Add -35 to every x and y coordinate in the answers of the entries below, covering the stretch from the line containing "indicate: terracotta pot" through the end of the entries. Write out that whole stretch with these changes and leave every other line as it is.

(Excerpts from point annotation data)
_ _ _
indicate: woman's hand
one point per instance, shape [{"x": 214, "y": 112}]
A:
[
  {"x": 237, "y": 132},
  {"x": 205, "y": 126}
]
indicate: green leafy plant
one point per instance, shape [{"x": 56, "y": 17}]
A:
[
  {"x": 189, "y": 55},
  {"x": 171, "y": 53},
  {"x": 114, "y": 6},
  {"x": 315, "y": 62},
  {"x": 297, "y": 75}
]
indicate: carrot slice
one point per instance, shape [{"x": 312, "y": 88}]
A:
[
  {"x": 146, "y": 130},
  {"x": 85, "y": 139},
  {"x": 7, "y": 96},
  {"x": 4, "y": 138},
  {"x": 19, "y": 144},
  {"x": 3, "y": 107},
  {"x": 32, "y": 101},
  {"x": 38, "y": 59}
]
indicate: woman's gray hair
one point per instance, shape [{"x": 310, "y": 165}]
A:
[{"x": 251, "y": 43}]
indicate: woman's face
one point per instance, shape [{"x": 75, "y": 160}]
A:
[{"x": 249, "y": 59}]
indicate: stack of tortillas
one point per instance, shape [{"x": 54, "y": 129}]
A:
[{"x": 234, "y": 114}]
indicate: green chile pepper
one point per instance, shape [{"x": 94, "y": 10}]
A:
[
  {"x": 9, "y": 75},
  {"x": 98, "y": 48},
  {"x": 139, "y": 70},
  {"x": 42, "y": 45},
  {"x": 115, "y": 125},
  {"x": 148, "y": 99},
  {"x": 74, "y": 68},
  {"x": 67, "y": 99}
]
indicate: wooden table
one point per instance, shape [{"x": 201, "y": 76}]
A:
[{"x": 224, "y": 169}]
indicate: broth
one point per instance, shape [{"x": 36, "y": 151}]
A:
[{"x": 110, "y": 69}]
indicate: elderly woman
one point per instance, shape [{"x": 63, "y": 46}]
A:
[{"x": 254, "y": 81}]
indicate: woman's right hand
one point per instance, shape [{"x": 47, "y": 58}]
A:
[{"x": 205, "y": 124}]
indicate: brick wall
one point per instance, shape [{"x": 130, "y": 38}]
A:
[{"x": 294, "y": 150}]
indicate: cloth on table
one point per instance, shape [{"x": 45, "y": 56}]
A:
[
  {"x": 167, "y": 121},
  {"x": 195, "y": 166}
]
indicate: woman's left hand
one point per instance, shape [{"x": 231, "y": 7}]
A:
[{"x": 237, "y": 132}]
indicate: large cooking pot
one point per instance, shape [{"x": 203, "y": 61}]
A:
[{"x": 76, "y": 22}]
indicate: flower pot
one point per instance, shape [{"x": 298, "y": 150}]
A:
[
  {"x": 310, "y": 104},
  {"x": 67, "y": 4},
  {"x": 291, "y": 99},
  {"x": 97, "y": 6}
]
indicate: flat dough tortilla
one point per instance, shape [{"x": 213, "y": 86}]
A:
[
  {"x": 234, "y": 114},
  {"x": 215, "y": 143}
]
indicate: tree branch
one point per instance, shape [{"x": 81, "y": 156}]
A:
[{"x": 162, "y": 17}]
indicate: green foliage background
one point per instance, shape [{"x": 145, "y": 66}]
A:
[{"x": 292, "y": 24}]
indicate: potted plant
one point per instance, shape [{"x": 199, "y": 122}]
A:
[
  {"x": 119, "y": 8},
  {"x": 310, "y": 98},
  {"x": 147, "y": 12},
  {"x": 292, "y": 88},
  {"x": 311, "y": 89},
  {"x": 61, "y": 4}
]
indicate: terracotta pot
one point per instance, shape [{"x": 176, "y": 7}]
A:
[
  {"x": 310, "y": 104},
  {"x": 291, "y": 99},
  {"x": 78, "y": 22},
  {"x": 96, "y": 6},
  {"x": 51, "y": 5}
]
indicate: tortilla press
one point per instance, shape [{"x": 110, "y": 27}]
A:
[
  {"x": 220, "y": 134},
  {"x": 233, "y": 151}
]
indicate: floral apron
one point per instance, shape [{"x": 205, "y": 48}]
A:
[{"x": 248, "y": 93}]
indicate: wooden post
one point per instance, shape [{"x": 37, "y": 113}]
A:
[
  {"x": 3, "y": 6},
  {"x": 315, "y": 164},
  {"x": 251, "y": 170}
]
_ _ _
● **COMPLETED TASK**:
indicate: terracotta pot
one point per instance, shape [{"x": 176, "y": 7}]
A:
[
  {"x": 275, "y": 69},
  {"x": 256, "y": 64},
  {"x": 43, "y": -13},
  {"x": 61, "y": -29},
  {"x": 16, "y": -30}
]
indicate: tortilla press
one point per instance, shape [{"x": 110, "y": 27}]
A:
[
  {"x": 185, "y": 99},
  {"x": 198, "y": 116}
]
indicate: floral apron
one point per instance, shape [{"x": 205, "y": 48}]
A:
[{"x": 213, "y": 58}]
indicate: wooden post
one point per instance, shape [{"x": 37, "y": 113}]
A:
[
  {"x": -32, "y": -29},
  {"x": 280, "y": 129},
  {"x": 216, "y": 135}
]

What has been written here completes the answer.